_YOUR INSTRUCTIONS_.
Reproduce the vector optimization code verbatim, starting at the words "mag_r = reference.length()" and ending after the words "results.append(cos_angle)".

Your task: Optimize using __slots__, local caching, and tuple-based computation.

Optimized Solution
import timeit
import random
import math

random.seed(42)

# SLOW: Regular class with attribute access overhead
class VectorSlow:
    def __init__(self, x, y, z):
        self.x = x
        self.y = y
        self.z = z

    def dot(self, other):
        return self.x * other.x + self.y * other.y + self.z * other.z

    def length(self):
        return (self.x ** 2 + self.y ** 2 + self.z ** 2) ** 0.5

def compute_slow(vectors, reference):
    results = []
    for v in vectors:
        dot = v.dot(reference)
        mag_v = v.length()
        mag_r = reference.length()
        cos_angle = dot / (mag_v * mag_r)
        cos_angle = max(-1, min(1, cos_angle))
        results.append(cos_angle)
    return results

# FAST 1: __slots__ class with cached reference values
class VectorSlots:
    __slots__ = ('x', 'y', 'z')

    def __init__(self, x, y, z):
        self.x = x
        self.y = y
        self.z = z

def compute_slots(vectors, ref):
    """Slots class + precomputed reference + local caching"""
    _sqrt = math.sqrt
    _max = max
    _min = min

    ref_x, ref_y, ref_z = ref.x, ref.y, ref.z
    ref_mag = _sqrt(ref_x * ref_x + ref_y * ref_y + ref_z * ref_z)

_EXCERPTED RECORDS_.
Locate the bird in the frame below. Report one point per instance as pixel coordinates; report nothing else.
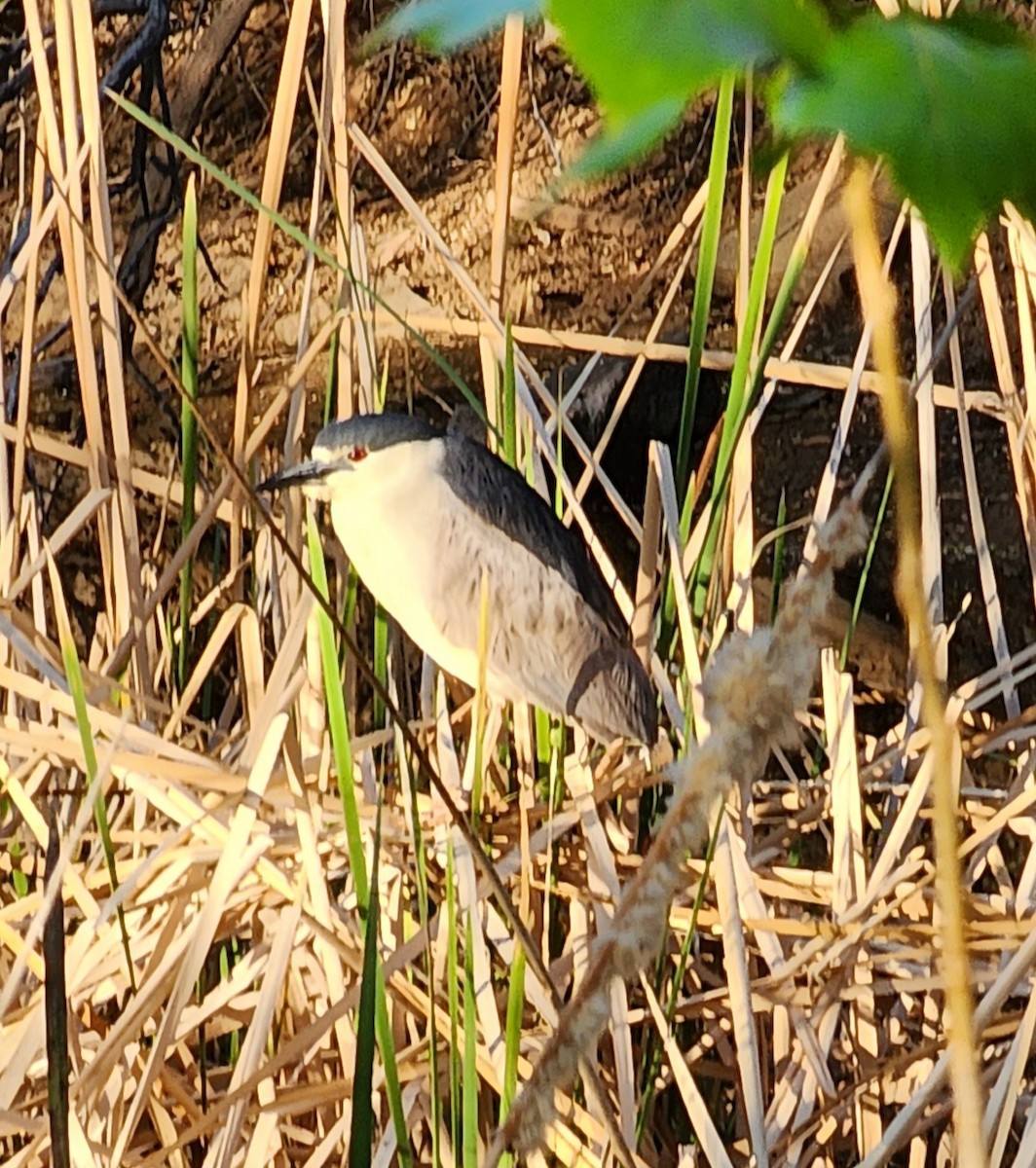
(423, 514)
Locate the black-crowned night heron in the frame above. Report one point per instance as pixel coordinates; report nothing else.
(423, 514)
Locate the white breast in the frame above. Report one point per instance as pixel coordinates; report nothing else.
(393, 534)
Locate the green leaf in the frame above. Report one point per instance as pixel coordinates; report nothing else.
(618, 146)
(646, 54)
(446, 24)
(948, 104)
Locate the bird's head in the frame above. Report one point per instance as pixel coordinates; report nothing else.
(356, 456)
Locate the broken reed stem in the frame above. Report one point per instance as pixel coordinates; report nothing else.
(751, 693)
(878, 301)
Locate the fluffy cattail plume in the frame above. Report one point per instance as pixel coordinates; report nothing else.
(753, 690)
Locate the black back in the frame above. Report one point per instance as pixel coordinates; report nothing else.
(501, 496)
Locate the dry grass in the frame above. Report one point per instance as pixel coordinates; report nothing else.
(796, 1015)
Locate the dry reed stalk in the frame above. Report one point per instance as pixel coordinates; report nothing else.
(878, 307)
(753, 690)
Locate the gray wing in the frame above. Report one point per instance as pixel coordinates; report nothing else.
(557, 634)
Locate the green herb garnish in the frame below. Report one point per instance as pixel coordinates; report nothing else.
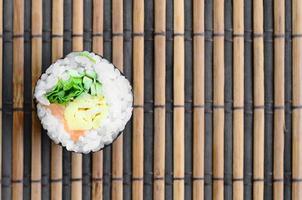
(66, 91)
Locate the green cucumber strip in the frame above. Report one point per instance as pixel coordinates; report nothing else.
(87, 82)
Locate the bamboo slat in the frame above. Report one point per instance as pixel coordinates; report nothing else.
(36, 72)
(77, 45)
(297, 100)
(258, 139)
(279, 118)
(138, 111)
(159, 99)
(238, 96)
(198, 99)
(57, 52)
(97, 42)
(18, 88)
(1, 106)
(218, 101)
(117, 59)
(178, 110)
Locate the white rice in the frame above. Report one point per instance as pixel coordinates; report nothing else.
(116, 90)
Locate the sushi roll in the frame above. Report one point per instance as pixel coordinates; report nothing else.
(83, 102)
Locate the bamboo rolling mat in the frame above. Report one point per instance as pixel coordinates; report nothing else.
(217, 108)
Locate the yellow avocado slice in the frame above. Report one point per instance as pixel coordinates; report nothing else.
(86, 112)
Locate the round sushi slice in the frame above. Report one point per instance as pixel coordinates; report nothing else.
(83, 102)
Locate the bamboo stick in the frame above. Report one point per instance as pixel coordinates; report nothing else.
(178, 111)
(1, 68)
(18, 88)
(117, 57)
(198, 99)
(57, 52)
(97, 42)
(138, 90)
(77, 45)
(159, 99)
(218, 95)
(258, 146)
(297, 100)
(238, 104)
(36, 72)
(279, 120)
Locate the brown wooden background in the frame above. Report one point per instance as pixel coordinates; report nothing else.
(217, 99)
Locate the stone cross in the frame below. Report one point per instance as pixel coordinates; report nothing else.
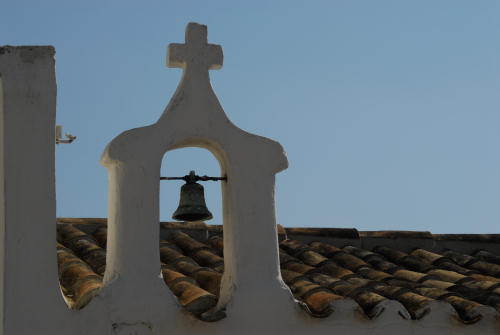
(196, 51)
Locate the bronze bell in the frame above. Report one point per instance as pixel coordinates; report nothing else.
(192, 206)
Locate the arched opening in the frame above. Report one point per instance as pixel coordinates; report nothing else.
(191, 253)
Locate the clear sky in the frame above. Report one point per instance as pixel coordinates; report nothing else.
(389, 111)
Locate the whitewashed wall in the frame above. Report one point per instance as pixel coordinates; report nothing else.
(134, 299)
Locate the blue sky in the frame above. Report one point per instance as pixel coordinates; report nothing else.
(389, 110)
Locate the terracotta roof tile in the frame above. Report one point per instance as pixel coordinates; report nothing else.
(337, 266)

_WRITTEN REPLY_.
mag_r = reference.length()
        cos_angle = dot / (mag_v * mag_r)
        cos_angle = max(-1, min(1, cos_angle))
        results.append(cos_angle)